Top of Listed entries

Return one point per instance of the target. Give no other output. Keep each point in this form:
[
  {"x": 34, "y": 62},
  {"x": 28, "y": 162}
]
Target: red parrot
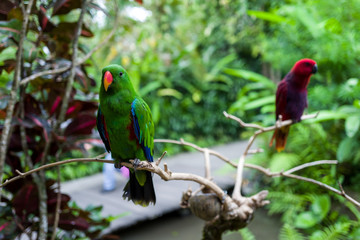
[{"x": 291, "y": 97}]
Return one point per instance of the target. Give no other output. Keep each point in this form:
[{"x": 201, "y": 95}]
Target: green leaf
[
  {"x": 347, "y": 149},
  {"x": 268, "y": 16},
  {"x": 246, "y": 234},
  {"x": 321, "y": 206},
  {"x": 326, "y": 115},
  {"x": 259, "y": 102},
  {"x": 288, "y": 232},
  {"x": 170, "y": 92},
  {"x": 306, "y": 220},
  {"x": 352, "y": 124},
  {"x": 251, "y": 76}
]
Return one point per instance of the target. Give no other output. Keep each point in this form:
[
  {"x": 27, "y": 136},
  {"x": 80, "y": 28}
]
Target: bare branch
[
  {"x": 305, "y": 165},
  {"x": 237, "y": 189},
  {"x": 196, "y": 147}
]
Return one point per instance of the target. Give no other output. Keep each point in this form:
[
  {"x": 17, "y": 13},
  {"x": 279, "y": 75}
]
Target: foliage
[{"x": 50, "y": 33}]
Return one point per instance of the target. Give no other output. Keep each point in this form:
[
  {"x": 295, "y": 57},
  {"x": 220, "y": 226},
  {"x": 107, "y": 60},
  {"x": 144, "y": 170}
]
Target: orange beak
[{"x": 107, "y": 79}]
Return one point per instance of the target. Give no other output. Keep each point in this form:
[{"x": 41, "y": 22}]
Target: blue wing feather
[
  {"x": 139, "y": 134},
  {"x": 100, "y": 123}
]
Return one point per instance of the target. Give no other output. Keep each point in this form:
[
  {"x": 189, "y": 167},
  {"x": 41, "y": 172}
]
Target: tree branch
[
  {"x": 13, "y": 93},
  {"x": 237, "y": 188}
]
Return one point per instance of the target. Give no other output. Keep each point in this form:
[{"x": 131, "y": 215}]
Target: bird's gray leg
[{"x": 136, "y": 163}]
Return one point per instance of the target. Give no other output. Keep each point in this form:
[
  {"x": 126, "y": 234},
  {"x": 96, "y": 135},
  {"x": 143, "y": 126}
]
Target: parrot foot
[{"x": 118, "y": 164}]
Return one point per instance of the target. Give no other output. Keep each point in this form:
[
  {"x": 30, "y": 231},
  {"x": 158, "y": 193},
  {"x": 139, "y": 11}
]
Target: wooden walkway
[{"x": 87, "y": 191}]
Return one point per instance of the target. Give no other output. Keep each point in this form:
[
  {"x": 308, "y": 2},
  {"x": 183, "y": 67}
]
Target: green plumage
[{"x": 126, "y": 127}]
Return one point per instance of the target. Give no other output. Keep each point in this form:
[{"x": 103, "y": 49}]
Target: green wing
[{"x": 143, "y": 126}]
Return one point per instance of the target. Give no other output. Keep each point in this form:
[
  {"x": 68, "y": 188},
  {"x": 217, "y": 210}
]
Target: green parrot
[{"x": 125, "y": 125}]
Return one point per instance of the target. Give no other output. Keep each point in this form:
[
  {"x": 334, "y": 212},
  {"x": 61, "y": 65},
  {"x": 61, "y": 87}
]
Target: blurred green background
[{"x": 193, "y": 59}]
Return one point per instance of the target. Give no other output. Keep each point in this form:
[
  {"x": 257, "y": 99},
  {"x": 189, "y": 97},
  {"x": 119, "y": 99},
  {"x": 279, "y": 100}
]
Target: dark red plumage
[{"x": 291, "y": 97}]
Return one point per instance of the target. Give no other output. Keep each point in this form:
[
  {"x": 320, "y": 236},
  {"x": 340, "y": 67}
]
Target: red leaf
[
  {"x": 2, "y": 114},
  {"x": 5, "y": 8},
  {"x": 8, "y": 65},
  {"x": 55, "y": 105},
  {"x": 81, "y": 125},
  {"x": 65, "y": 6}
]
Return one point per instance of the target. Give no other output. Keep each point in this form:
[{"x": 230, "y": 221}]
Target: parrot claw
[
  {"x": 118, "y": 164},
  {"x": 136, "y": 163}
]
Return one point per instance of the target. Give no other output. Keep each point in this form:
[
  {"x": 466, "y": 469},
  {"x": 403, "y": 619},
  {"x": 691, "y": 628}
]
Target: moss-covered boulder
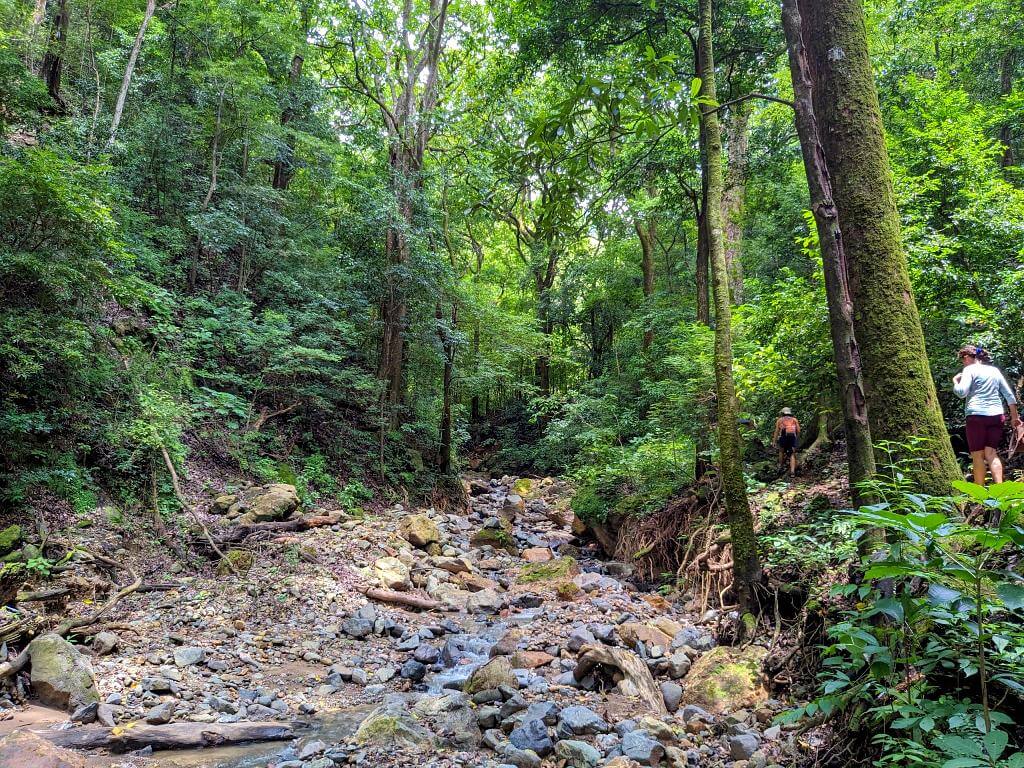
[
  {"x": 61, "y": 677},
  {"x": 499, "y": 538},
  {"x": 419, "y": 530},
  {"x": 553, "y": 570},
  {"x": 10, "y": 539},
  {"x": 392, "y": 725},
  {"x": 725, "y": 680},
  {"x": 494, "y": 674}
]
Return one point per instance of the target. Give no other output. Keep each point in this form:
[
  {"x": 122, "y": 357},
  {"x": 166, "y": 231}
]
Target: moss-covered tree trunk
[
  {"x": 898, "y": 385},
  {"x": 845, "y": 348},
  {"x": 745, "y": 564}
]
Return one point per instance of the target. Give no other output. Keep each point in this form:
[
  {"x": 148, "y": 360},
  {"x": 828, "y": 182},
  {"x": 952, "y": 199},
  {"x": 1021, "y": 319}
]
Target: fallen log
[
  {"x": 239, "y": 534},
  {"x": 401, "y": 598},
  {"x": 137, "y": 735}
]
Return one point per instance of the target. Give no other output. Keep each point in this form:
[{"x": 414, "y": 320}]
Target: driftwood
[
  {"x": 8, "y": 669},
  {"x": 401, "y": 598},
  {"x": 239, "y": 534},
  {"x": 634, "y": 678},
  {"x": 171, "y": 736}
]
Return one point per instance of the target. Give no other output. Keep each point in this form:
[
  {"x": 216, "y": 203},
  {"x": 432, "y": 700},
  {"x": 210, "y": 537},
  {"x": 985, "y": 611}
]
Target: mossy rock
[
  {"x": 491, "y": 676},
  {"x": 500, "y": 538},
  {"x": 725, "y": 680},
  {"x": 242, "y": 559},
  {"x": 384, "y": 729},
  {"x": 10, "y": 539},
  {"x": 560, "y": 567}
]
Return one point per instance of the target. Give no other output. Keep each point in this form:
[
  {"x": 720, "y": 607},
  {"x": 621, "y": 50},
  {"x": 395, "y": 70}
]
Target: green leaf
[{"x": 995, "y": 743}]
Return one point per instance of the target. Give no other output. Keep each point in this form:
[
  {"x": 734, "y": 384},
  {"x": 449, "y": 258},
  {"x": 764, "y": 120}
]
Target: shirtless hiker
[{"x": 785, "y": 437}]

Bottom of Listed entries

Task to complete:
None of the images should be copied, but every entry must be given again exactly.

Result for this task:
Return one point per instance of the target. Give no other output. Keep each point in this form:
[
  {"x": 34, "y": 62},
  {"x": 28, "y": 162}
]
Target: red parrot
[{"x": 291, "y": 97}]
Return one point per instance of the target. Give no other output. Keep each point in this form:
[{"x": 201, "y": 95}]
Target: green leaf
[
  {"x": 347, "y": 149},
  {"x": 268, "y": 16},
  {"x": 246, "y": 234},
  {"x": 321, "y": 206},
  {"x": 326, "y": 115},
  {"x": 259, "y": 102},
  {"x": 288, "y": 232},
  {"x": 170, "y": 92},
  {"x": 306, "y": 220},
  {"x": 352, "y": 124},
  {"x": 251, "y": 76}
]
Return one point per instance of the target. Give no other output. Keep each point in this form:
[
  {"x": 27, "y": 136},
  {"x": 80, "y": 28}
]
Target: bare branch
[
  {"x": 305, "y": 165},
  {"x": 237, "y": 189},
  {"x": 196, "y": 147}
]
Return one point per instance of the target. Give no other output. Keep each point in this form:
[
  {"x": 17, "y": 13},
  {"x": 279, "y": 75}
]
Target: foliage
[{"x": 50, "y": 33}]
Return one point per instance of the target. Give no other output. Keep each point in this form:
[
  {"x": 295, "y": 57},
  {"x": 220, "y": 226},
  {"x": 107, "y": 60},
  {"x": 144, "y": 170}
]
Target: orange beak
[{"x": 107, "y": 79}]
Return one point per instance of the target. Give no other output. Keep each point in this form:
[{"x": 41, "y": 22}]
Target: blue wing feather
[
  {"x": 139, "y": 134},
  {"x": 100, "y": 123}
]
Return one point per instance of the target. Give no other output. Keep each point in this form:
[
  {"x": 189, "y": 167},
  {"x": 41, "y": 172}
]
Target: tree branch
[
  {"x": 13, "y": 93},
  {"x": 237, "y": 188}
]
Return one point per instance of the target. Give no other output. Keep each point in this form:
[{"x": 131, "y": 215}]
Target: bird's gray leg
[{"x": 136, "y": 163}]
Return one point per instance of the target. Give no other output. Keep each point in this form:
[
  {"x": 126, "y": 234},
  {"x": 96, "y": 135},
  {"x": 143, "y": 126}
]
Target: parrot foot
[{"x": 118, "y": 164}]
Return one point per instance of the target. Give no other output. Keep each point in this form:
[
  {"x": 30, "y": 231},
  {"x": 158, "y": 193},
  {"x": 139, "y": 11}
]
Target: wooden walkway
[{"x": 87, "y": 191}]
Return one point per instance of the target. Give no other output. Keep each point in this form:
[
  {"x": 308, "y": 2},
  {"x": 183, "y": 67}
]
Target: green plumage
[{"x": 126, "y": 127}]
Return one point per instance of the target. Give no other output. Keep each point in this form:
[{"x": 103, "y": 49}]
Target: green wing
[{"x": 143, "y": 126}]
Return one point per instance of the target. Give no other output. Keep each point in this form:
[
  {"x": 68, "y": 188},
  {"x": 217, "y": 210}
]
Target: green parrot
[{"x": 125, "y": 125}]
Return one point per instance of the target. Give no other output. Keep each point in this form:
[
  {"x": 334, "y": 212},
  {"x": 61, "y": 65},
  {"x": 61, "y": 87}
]
Target: blurred green background
[{"x": 193, "y": 59}]
Return one point per instance of the target. Give no other output. Keep each point in this form:
[
  {"x": 257, "y": 99},
  {"x": 189, "y": 97},
  {"x": 119, "y": 99},
  {"x": 279, "y": 100}
]
Target: dark red plumage
[{"x": 291, "y": 97}]
Return one point per instance of the target. Give no other output. Keep each point in this form:
[
  {"x": 320, "y": 236},
  {"x": 340, "y": 67}
]
Target: red leaf
[
  {"x": 2, "y": 114},
  {"x": 5, "y": 8},
  {"x": 8, "y": 65},
  {"x": 55, "y": 105},
  {"x": 81, "y": 125},
  {"x": 65, "y": 6}
]
Return one point per instance of the target. Give no other output. Keep each point in this form:
[{"x": 230, "y": 221}]
Target: parrot claw
[
  {"x": 118, "y": 164},
  {"x": 136, "y": 163}
]
Return one point per instance of the target. Give no other output. Keep each point in this form:
[
  {"x": 466, "y": 469},
  {"x": 403, "y": 619},
  {"x": 691, "y": 628}
]
Target: moss-covered boulder
[
  {"x": 61, "y": 677},
  {"x": 499, "y": 538},
  {"x": 419, "y": 530},
  {"x": 553, "y": 570},
  {"x": 10, "y": 539},
  {"x": 392, "y": 725},
  {"x": 725, "y": 680},
  {"x": 494, "y": 674}
]
Return one point per instance of the target. Give no other output. Keep each point in this form:
[
  {"x": 122, "y": 357},
  {"x": 166, "y": 231}
]
Target: moss-covered tree trunk
[
  {"x": 898, "y": 385},
  {"x": 845, "y": 348},
  {"x": 745, "y": 564}
]
Return one point per instance of the target. Give no other output. Keep each point in this form:
[
  {"x": 148, "y": 360},
  {"x": 828, "y": 182},
  {"x": 952, "y": 199},
  {"x": 1021, "y": 319}
]
Target: fallen log
[
  {"x": 239, "y": 534},
  {"x": 401, "y": 598},
  {"x": 137, "y": 735}
]
Return one point per instance of the target. Give no other output. Keep each point in this form:
[{"x": 414, "y": 320}]
Target: driftwood
[
  {"x": 8, "y": 669},
  {"x": 401, "y": 598},
  {"x": 239, "y": 534},
  {"x": 634, "y": 678},
  {"x": 171, "y": 736}
]
Return one point per instance of the target. Give no other output. Keep each point in this form:
[
  {"x": 216, "y": 203},
  {"x": 432, "y": 700},
  {"x": 210, "y": 537},
  {"x": 985, "y": 611}
]
Target: mossy rock
[
  {"x": 491, "y": 676},
  {"x": 500, "y": 538},
  {"x": 725, "y": 680},
  {"x": 242, "y": 559},
  {"x": 384, "y": 729},
  {"x": 10, "y": 539},
  {"x": 560, "y": 567}
]
Return one point per instance of the target. Give no other output. Keep each point in this form:
[
  {"x": 720, "y": 607},
  {"x": 621, "y": 50},
  {"x": 395, "y": 70}
]
Target: green leaf
[{"x": 995, "y": 743}]
Return one point per instance of the target. Give no other output. Keep each point in this form:
[
  {"x": 734, "y": 384},
  {"x": 449, "y": 258},
  {"x": 764, "y": 120}
]
Target: shirtless hiker
[{"x": 785, "y": 437}]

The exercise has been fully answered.